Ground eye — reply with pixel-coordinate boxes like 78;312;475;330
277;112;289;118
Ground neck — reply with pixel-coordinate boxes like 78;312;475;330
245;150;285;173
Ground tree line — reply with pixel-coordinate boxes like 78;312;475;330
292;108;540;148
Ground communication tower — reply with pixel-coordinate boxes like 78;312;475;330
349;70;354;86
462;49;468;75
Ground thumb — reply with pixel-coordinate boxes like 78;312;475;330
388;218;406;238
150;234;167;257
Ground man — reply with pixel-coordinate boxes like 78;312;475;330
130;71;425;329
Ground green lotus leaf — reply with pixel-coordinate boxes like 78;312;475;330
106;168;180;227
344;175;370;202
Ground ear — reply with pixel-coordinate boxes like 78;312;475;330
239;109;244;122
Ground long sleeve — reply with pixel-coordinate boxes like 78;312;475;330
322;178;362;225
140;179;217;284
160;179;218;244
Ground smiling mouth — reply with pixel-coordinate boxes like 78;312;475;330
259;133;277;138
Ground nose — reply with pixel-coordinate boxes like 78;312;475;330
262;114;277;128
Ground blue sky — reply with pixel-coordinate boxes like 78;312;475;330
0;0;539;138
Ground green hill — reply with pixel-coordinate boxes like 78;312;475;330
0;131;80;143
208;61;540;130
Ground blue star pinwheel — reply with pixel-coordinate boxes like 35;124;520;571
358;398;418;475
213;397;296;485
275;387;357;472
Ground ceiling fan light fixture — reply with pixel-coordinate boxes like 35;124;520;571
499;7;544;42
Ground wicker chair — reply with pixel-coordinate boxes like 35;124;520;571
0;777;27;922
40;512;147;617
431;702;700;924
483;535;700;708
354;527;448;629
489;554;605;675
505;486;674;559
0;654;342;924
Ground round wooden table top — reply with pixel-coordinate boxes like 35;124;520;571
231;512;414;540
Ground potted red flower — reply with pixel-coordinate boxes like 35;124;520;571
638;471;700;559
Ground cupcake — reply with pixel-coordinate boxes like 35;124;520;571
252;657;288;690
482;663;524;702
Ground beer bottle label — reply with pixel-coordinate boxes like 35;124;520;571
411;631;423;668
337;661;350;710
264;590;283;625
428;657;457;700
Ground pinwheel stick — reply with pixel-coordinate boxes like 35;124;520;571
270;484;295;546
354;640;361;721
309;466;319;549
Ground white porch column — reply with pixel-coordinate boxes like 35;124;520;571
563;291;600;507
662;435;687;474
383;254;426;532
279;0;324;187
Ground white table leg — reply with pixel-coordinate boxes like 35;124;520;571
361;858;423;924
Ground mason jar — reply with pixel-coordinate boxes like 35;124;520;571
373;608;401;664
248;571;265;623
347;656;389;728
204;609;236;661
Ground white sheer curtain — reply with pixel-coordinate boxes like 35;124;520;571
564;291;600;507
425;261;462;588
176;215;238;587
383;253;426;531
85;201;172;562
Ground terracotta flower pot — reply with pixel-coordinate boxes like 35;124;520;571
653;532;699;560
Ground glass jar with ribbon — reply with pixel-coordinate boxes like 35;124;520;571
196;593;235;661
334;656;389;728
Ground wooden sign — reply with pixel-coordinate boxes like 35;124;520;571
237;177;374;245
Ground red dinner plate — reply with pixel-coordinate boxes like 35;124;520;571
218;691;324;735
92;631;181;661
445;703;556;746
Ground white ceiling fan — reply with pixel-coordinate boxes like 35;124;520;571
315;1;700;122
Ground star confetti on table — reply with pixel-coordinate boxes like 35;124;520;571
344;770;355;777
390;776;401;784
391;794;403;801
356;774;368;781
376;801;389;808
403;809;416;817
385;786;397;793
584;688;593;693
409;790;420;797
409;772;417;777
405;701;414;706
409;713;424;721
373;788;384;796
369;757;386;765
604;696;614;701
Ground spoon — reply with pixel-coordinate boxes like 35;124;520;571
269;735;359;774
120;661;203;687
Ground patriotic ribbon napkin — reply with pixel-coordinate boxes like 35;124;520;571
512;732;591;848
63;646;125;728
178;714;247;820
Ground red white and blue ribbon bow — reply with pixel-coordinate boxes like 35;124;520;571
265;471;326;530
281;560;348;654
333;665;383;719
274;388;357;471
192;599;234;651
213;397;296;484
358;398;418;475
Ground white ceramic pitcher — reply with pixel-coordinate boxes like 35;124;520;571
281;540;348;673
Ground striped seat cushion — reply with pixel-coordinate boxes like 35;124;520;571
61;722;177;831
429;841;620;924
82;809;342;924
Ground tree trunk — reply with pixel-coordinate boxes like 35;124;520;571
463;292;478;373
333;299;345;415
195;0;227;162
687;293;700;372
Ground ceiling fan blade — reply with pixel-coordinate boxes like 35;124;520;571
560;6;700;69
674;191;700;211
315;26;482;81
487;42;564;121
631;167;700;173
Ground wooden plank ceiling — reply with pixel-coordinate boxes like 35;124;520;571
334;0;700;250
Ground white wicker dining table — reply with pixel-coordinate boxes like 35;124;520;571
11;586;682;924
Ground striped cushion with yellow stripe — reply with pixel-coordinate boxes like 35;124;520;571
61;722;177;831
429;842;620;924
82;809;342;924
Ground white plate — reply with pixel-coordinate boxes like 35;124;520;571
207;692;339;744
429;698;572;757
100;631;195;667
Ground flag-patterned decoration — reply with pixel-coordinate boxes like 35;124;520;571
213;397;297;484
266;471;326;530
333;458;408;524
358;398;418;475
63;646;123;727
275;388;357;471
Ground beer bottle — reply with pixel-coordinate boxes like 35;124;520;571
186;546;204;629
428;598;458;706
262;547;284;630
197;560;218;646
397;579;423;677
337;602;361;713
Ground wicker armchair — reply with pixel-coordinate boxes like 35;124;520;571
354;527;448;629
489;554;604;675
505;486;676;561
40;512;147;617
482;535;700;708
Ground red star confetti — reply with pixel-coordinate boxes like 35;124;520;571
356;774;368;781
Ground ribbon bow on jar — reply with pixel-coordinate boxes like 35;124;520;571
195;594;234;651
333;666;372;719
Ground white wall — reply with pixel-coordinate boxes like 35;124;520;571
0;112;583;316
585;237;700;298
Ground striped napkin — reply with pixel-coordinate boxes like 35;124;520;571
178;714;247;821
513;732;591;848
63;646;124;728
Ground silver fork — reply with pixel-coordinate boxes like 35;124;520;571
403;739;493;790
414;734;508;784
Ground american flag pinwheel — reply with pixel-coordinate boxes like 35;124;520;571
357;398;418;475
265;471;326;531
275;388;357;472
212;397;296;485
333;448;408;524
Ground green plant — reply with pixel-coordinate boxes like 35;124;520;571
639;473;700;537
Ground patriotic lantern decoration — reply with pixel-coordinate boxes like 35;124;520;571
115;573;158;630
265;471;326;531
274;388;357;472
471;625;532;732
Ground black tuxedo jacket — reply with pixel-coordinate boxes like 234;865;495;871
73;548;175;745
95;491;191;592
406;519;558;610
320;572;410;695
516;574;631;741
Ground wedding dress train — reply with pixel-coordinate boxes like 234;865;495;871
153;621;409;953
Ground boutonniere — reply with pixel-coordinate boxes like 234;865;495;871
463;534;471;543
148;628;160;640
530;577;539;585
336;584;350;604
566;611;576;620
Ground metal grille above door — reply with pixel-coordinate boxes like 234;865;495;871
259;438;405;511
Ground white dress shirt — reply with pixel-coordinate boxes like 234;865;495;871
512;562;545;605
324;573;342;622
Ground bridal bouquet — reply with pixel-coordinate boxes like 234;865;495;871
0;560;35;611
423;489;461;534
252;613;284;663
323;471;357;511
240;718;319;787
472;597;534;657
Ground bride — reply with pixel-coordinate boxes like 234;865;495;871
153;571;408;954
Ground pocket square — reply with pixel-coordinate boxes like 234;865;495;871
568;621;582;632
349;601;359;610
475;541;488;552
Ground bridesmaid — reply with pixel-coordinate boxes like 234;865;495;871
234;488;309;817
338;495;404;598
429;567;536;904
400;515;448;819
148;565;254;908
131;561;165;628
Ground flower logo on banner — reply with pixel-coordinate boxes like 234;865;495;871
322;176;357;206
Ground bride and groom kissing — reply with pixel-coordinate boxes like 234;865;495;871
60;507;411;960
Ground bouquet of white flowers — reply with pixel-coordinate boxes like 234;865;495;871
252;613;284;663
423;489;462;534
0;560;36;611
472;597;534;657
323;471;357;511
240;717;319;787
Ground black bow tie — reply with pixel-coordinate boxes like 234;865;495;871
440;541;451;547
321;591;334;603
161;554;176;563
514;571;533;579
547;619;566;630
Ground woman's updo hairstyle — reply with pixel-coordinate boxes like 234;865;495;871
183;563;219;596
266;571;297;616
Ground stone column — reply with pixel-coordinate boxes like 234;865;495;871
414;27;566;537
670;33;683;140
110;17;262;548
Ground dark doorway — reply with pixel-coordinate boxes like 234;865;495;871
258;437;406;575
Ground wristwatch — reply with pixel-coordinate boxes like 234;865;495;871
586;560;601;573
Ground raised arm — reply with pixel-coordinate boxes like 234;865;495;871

········

### [Task to complete]
The answer is to be the lines from the one holding "Ground wristwatch —" through the end of the data above, transcribed character for character, both ends included.

### [Finished task]
Ground wristwatch — reply with pixel-coordinate boxes like 234;865;495;871
586;560;601;573
Ground raised arm — reply with pixel-coordinate boxes like 234;865;495;871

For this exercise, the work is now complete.